Task input>
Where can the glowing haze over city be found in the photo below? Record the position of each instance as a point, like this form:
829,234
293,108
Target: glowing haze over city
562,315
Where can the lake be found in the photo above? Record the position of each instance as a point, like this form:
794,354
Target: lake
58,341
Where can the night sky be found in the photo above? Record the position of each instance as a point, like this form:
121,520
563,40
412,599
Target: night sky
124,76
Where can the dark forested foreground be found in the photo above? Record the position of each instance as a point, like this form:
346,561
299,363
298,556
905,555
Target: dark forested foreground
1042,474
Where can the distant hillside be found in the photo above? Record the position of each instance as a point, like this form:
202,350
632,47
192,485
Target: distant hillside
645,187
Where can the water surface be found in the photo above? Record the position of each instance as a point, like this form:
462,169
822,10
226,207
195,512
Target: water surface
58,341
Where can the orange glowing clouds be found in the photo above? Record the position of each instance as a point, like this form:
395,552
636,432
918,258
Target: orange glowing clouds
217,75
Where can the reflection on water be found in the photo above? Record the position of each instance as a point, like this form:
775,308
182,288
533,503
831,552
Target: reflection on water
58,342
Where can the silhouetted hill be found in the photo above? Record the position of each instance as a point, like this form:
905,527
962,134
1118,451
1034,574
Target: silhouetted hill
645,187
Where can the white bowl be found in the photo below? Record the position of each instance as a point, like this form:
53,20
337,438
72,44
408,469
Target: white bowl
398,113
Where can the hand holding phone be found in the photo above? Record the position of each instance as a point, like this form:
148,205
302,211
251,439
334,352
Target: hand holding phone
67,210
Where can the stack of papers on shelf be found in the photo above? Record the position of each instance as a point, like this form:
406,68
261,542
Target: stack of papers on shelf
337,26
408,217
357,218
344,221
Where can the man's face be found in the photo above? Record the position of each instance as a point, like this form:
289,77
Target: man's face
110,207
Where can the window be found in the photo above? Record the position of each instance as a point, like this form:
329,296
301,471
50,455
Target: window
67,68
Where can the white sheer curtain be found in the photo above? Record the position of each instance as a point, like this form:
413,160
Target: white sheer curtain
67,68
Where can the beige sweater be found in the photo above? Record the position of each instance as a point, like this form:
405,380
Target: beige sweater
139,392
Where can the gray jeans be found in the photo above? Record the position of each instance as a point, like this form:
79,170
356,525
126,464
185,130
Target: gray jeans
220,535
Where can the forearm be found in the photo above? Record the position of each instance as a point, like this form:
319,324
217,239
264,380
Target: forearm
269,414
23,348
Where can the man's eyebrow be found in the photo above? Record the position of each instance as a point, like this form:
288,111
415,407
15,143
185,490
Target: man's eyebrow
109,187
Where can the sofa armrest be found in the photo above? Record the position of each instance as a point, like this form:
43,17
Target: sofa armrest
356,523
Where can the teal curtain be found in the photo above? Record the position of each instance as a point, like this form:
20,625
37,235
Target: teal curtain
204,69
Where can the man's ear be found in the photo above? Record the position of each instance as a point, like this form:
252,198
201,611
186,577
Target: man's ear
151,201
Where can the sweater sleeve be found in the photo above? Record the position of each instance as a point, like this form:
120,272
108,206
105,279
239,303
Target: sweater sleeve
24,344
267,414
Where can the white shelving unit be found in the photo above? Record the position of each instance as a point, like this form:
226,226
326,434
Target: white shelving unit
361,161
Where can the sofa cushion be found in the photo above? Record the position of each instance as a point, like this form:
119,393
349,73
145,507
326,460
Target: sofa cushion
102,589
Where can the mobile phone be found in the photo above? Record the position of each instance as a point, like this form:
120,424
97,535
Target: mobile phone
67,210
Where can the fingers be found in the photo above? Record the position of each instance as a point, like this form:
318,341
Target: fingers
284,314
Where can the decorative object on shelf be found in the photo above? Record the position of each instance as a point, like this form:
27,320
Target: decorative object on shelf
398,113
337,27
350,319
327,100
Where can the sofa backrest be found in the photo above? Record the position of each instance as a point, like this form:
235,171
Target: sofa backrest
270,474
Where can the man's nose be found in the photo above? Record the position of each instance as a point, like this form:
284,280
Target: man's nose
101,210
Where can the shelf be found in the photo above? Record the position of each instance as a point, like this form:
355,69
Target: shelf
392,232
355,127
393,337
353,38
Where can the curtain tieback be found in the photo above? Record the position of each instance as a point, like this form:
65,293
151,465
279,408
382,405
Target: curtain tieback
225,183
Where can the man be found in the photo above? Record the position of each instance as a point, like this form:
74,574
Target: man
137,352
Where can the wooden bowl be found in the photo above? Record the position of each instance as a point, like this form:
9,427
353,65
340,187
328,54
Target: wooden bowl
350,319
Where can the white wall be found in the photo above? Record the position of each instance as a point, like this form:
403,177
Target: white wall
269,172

Aim> Reproduce exactly the lines from the one containing "Where can the mobile" through the last line of the records above, including both, and nothing else.

The response>
Where can the mobile phone be found in the photo above? Record the position of each instance as a point, like this form:
120,424
97,535
Target: mobile phone
67,210
Where can the fingers be found in the photo above? Record the position of each instance as a point, like this form:
318,341
Target: fingers
284,314
Where can the decorative object on shelf be found in the photo above? Record the position of each instance as a point, like this form:
27,320
Target: decorative object on shelf
398,113
337,27
350,319
327,100
Where can the sofa backrest be found in the photo above? Record the position of each instance as a point, like this form:
235,171
Target: sofa backrest
270,474
Where can the man's nose be found in the photo above? Record the position of each instance as a point, like this form:
284,280
Target: man's nose
101,210
Where can the shelf be found in the photo above? Record the position of each instance as a point, like this form:
355,69
Target: shelf
392,232
355,127
393,337
353,38
Where can the curtain tieback be found in the photo above? Record the position of each instance as a point, like this form:
65,293
151,465
279,408
382,405
Target: curtain tieback
225,183
Where can the man be found in the photo above? Record the position of each instance as a point, like this form:
74,574
Target: man
137,352
Where can the wooden bowl be found in the photo above? Record the position of each instance as a point, like this form:
9,427
353,65
340,187
328,54
Target: wooden bowl
350,319
Where can the white wall be found in the photo above? Record the position of each instance as a point, like this form:
403,177
Target: white wall
269,172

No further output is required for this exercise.